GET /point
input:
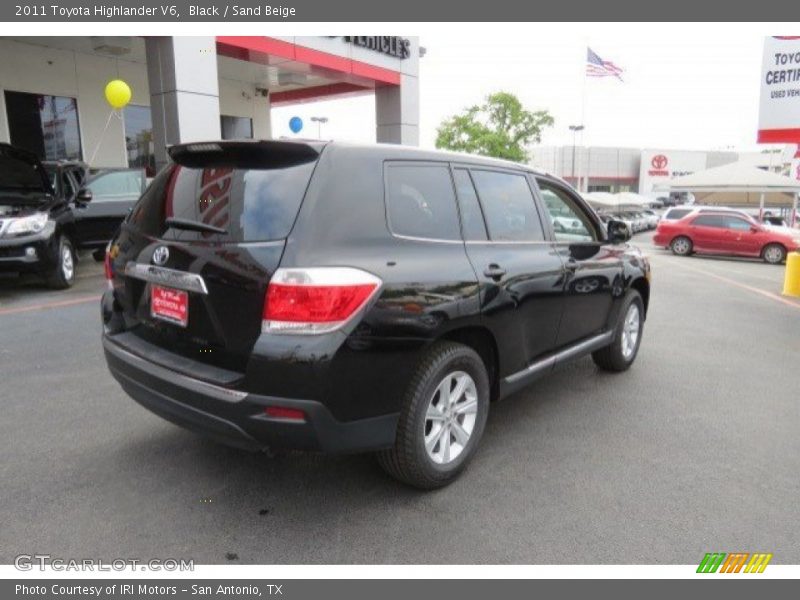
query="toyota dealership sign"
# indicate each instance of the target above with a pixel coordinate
(779, 107)
(657, 167)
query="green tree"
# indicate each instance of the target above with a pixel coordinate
(500, 127)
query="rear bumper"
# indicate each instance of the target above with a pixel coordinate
(237, 418)
(660, 239)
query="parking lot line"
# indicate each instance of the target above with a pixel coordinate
(744, 286)
(47, 305)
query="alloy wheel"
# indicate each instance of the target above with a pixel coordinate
(450, 418)
(630, 331)
(67, 263)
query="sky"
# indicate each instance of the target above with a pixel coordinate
(683, 87)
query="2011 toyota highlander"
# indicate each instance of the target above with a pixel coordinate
(344, 298)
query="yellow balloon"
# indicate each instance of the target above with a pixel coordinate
(118, 93)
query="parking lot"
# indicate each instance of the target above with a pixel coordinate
(695, 449)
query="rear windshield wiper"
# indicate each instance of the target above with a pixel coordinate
(193, 226)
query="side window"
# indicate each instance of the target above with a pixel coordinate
(117, 185)
(570, 222)
(508, 206)
(737, 224)
(709, 221)
(68, 184)
(421, 202)
(471, 216)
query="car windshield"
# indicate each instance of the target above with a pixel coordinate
(17, 175)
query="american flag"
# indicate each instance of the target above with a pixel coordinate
(597, 67)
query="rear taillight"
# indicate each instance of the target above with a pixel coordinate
(109, 269)
(284, 413)
(315, 300)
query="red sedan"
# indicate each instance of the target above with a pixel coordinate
(725, 233)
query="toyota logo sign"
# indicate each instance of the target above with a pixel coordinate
(659, 161)
(160, 255)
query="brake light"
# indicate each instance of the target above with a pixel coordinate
(315, 300)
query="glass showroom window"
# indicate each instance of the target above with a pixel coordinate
(45, 125)
(139, 138)
(236, 128)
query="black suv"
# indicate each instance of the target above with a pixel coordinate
(49, 210)
(346, 298)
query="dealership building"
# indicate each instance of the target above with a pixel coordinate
(646, 171)
(190, 89)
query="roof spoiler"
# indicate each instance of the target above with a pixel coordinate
(244, 154)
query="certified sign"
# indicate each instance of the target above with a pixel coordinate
(779, 107)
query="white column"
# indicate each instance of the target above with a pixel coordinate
(184, 91)
(397, 112)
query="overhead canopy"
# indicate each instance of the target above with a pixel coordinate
(738, 184)
(621, 201)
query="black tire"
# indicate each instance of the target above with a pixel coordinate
(612, 357)
(408, 460)
(773, 254)
(62, 276)
(681, 246)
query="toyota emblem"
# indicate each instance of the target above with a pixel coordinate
(160, 255)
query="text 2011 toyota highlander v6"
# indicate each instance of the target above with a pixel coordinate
(344, 298)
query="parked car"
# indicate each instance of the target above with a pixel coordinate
(674, 214)
(725, 232)
(348, 298)
(48, 211)
(651, 218)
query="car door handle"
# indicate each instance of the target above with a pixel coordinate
(494, 271)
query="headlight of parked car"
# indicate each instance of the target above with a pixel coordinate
(31, 224)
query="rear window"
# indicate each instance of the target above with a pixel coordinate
(421, 202)
(677, 213)
(508, 206)
(17, 174)
(251, 204)
(709, 221)
(116, 184)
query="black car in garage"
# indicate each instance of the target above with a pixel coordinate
(50, 210)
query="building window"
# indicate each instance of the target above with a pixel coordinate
(139, 138)
(236, 128)
(45, 125)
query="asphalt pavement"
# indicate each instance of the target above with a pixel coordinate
(695, 449)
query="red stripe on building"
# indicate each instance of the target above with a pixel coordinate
(316, 93)
(778, 136)
(264, 50)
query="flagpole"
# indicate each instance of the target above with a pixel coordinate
(584, 183)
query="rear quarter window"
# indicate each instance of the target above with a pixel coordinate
(676, 213)
(421, 202)
(252, 205)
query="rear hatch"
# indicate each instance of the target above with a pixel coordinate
(193, 260)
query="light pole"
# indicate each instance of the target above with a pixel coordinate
(319, 121)
(574, 129)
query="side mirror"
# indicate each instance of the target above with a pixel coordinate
(84, 196)
(618, 232)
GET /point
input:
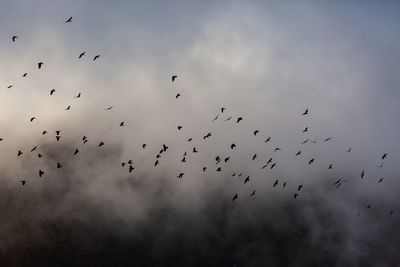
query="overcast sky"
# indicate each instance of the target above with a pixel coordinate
(264, 61)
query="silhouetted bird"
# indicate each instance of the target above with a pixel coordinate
(131, 168)
(68, 20)
(235, 197)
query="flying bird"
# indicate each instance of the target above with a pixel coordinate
(68, 20)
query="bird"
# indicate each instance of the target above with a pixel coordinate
(299, 187)
(207, 135)
(68, 20)
(235, 197)
(131, 168)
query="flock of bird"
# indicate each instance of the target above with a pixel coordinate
(219, 160)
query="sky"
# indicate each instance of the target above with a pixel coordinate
(264, 61)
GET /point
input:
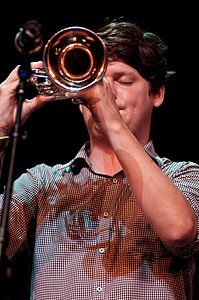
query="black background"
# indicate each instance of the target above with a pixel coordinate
(56, 131)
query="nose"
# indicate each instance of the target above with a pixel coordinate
(112, 85)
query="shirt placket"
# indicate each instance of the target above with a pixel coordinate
(106, 229)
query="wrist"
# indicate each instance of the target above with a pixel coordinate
(4, 140)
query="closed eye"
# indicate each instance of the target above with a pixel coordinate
(125, 82)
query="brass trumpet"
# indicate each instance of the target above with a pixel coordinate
(74, 60)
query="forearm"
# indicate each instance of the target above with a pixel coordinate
(163, 205)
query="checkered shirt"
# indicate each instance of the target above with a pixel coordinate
(92, 241)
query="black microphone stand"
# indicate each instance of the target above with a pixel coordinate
(24, 73)
(28, 42)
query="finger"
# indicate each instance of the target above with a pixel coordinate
(36, 64)
(13, 76)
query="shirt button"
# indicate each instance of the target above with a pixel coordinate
(101, 250)
(99, 289)
(105, 214)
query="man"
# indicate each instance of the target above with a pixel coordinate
(118, 221)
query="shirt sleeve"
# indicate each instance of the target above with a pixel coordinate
(23, 209)
(185, 175)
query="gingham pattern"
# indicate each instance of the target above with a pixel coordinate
(92, 240)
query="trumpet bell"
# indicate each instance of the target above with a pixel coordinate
(75, 59)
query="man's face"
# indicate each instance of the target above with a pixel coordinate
(132, 97)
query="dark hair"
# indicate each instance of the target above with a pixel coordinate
(144, 51)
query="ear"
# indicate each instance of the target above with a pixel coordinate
(158, 98)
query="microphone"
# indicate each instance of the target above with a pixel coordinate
(29, 39)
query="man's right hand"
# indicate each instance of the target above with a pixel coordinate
(8, 101)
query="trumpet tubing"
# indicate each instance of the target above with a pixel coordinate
(74, 60)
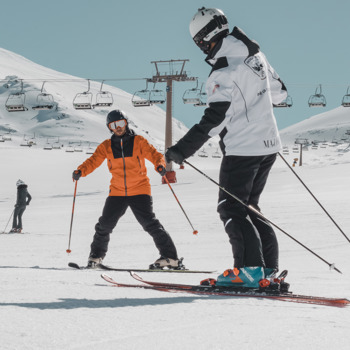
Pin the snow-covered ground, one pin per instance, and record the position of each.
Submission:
(46, 305)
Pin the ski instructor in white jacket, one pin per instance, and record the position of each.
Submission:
(241, 90)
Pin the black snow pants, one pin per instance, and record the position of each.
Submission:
(253, 241)
(17, 216)
(142, 207)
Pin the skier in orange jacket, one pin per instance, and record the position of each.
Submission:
(130, 187)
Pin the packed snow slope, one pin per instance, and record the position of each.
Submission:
(46, 305)
(332, 126)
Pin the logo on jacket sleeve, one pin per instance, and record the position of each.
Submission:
(216, 86)
(256, 65)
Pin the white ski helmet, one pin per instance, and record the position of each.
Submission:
(207, 26)
(20, 182)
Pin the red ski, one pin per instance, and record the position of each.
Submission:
(217, 291)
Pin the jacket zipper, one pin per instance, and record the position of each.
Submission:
(121, 146)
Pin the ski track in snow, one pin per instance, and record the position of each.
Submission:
(46, 305)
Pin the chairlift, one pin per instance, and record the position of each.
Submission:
(15, 101)
(83, 100)
(191, 96)
(44, 101)
(103, 98)
(288, 102)
(142, 98)
(317, 100)
(90, 150)
(202, 95)
(346, 99)
(157, 97)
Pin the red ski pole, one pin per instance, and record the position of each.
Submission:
(166, 180)
(71, 221)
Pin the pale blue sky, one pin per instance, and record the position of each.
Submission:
(306, 41)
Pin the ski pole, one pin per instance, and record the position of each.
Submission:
(331, 266)
(166, 180)
(314, 198)
(9, 220)
(71, 221)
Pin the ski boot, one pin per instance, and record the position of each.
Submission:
(208, 282)
(244, 277)
(168, 263)
(273, 283)
(93, 263)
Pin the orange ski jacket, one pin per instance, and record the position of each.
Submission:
(126, 162)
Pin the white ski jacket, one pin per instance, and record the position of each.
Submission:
(241, 90)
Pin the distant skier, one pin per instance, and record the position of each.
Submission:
(242, 88)
(126, 153)
(23, 199)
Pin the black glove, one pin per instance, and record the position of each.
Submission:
(76, 175)
(161, 170)
(173, 154)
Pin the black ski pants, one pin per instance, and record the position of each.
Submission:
(17, 216)
(253, 241)
(142, 207)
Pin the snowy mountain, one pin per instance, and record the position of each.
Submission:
(63, 121)
(331, 126)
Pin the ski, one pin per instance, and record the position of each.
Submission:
(227, 292)
(109, 268)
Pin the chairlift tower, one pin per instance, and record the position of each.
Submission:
(168, 77)
(301, 142)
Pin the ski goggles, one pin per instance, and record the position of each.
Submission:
(119, 123)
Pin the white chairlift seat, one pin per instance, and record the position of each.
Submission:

..............................

[What this task involves] Going through the data above, count the lines where the string "parking" appears, and answer with only that number.

[Task solution] 2